* [Task material]:
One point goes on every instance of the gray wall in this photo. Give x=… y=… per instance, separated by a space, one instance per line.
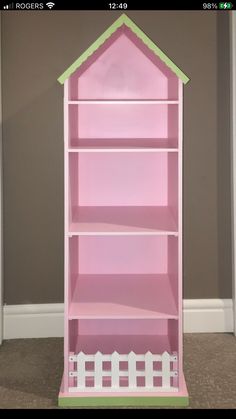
x=36 y=48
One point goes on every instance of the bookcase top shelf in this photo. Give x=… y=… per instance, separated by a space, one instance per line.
x=123 y=144
x=123 y=220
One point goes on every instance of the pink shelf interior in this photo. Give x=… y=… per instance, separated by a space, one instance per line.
x=123 y=68
x=123 y=336
x=122 y=121
x=124 y=143
x=123 y=277
x=123 y=192
x=122 y=296
x=122 y=219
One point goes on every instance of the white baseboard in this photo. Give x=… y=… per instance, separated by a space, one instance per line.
x=46 y=320
x=208 y=316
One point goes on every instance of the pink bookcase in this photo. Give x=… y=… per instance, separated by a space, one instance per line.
x=123 y=110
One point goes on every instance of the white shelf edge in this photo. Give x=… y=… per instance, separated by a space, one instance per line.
x=93 y=317
x=123 y=150
x=122 y=102
x=123 y=233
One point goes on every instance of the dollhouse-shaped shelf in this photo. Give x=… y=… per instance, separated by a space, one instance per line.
x=123 y=223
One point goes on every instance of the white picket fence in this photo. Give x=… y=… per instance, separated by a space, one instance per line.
x=88 y=372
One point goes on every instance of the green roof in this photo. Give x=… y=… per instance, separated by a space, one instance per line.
x=123 y=20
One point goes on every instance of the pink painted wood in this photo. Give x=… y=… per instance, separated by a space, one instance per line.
x=123 y=204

* [Instructions for the task]:
Arrange all the rows above as a numbered list, with blank lines left out. Leave the picture out of your answer.

* [Result below]:
1. One point goes on every instance of the gray wall in this photo. Give x=… y=… per instance, separated by a space, one instance per line.
2. x=36 y=48
3. One point goes on every instance of the bookcase top shelf in this photo. Give x=… y=… per instance, separated by a space, one instance per line.
4. x=123 y=144
5. x=123 y=220
6. One point goes on every instance of the pink shelf interior in this photo. Give x=… y=… per instance, separated by a space, one instance per line.
7. x=123 y=68
8. x=123 y=336
9. x=122 y=121
10. x=124 y=143
11. x=123 y=277
12. x=123 y=192
13. x=122 y=296
14. x=122 y=219
15. One point goes on every instance of the white baseboard in this photo. Give x=… y=… per instance, separated by a space, one instance per line.
16. x=46 y=320
17. x=208 y=316
18. One point goes on every instance of the pink bookcase in this photo. Give x=… y=… per instance, separated by a space, one instance per line.
19. x=123 y=110
20. One point goes on every instance of the white shelf edge in this photo. Give x=… y=… per instance, separated by a space, one instance per line.
21. x=93 y=317
22. x=123 y=150
23. x=122 y=102
24. x=123 y=233
25. One point goes on every instance of the dollhouse-shaped shelf in this photo. Give x=… y=… per instance, separated by a space, one instance per line.
26. x=123 y=223
27. One point goes on every instance of the white picket fence in this photo. Give x=… y=… per instance, separated by a space, one instance per line.
28. x=88 y=372
29. One point goes on every instance of the green roof in this photo. Give x=… y=… per instance, separated by a space, one instance per line.
30. x=123 y=20
31. One point goes on every instance of the pink painted wood in this photo. Give x=… y=… per instance, separated by a space, one instance per line.
32. x=123 y=204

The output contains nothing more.